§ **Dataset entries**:

* * *

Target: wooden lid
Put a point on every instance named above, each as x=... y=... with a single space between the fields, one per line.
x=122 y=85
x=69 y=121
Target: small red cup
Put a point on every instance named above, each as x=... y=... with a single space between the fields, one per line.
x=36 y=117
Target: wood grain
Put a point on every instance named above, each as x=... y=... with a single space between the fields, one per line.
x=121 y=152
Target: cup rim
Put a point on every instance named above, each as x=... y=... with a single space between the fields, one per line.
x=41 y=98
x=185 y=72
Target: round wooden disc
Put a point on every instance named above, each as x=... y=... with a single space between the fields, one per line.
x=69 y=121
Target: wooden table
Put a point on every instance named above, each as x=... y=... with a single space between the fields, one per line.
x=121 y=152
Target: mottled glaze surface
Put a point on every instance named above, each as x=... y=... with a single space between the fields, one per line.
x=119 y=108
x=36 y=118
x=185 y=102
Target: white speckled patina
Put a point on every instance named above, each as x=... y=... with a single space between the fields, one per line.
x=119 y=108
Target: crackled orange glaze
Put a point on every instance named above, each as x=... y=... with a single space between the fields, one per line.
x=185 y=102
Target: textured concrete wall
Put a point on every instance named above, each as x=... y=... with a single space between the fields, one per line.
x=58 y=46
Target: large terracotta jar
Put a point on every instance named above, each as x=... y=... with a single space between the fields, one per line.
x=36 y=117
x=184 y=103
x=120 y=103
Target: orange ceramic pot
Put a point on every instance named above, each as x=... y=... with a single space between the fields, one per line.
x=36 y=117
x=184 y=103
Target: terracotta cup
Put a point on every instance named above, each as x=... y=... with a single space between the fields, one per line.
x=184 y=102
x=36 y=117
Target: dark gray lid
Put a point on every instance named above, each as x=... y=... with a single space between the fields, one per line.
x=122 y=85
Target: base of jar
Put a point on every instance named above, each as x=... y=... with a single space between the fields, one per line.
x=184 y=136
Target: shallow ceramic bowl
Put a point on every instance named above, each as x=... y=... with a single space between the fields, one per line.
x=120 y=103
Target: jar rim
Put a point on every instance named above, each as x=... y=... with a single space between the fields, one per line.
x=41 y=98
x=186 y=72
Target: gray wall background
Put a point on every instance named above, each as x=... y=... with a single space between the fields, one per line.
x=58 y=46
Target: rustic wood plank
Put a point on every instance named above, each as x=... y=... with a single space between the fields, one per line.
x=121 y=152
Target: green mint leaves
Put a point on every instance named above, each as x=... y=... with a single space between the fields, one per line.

* * *

§ **Exercise requirements**:
Could you echo every one of the rows above line for line, changing nothing?

§ **Exercise response**:
Target: wooden lid
Put a point on every instance named above, each as x=... y=... with a single space between the fields, one per line.
x=122 y=85
x=69 y=121
Target: small red cup
Put a point on every instance named above, each as x=... y=... with a single space between the fields, one per line.
x=36 y=117
Target: wood grain
Put a point on every instance named above, each as x=... y=... with a single space between the fields, one per line.
x=121 y=152
Target: cup rim
Put a point on every instance named above, each as x=... y=... with a single space between the fields, one per line.
x=41 y=98
x=185 y=72
Target: round wooden disc
Put a point on every instance named above, each as x=... y=... with a single space between the fields, one per line.
x=69 y=121
Target: wooden table
Put a point on every instance named above, each as x=... y=... with a single space between the fields, one per line.
x=121 y=152
Target: mottled glaze surface
Put a point on every instance named above, each as x=... y=... with a single space between the fields, one per line.
x=119 y=108
x=36 y=118
x=185 y=102
Target: white speckled patina
Put a point on every instance named above, each as x=... y=... with a single space between the fields, one per line.
x=119 y=108
Target: crackled orange glaze
Put a point on every instance named above, each as x=... y=... with a single space between the fields, one per line.
x=185 y=102
Target: textured concrete wall
Put a point on every instance named above, each as x=... y=... with a single space between the fields, one per line.
x=58 y=46
Target: large terracotta jar
Put a point on every instance named above, each as x=... y=... with a single space between the fields, one per line.
x=36 y=117
x=184 y=103
x=120 y=103
Target: orange ceramic pot
Put a point on every instance named above, each as x=... y=... with a single space between the fields, one per line.
x=36 y=117
x=184 y=103
Target: terracotta cup
Put a point on every instance named above, each as x=... y=... with a single space between the fields, one per line.
x=184 y=102
x=36 y=117
Target: dark gray lid
Put a point on every instance named above, each as x=... y=... with a single space between the fields, one per line.
x=122 y=85
Target: base of jar
Put a point on every instance named above, each as x=... y=... with a single space between the fields, one per line.
x=184 y=136
Target: shallow ceramic bowl
Put a point on every instance named above, each as x=... y=... with a single space between the fields, one per line.
x=120 y=103
Target: jar rim
Put a point on every instance named above, each as x=... y=... with a single space between the fields, one per line.
x=41 y=98
x=186 y=72
Target: gray wall background
Put a point on every instance named above, each as x=... y=... with a single space between the fields, one per line.
x=58 y=46
Target: rustic wood plank
Put a point on every instance named above, each as x=... y=... with a single space between the fields, one per line.
x=121 y=152
Target: green mint leaves
Put a point on every instance named above, each as x=... y=... with a single space between the fields, one per line.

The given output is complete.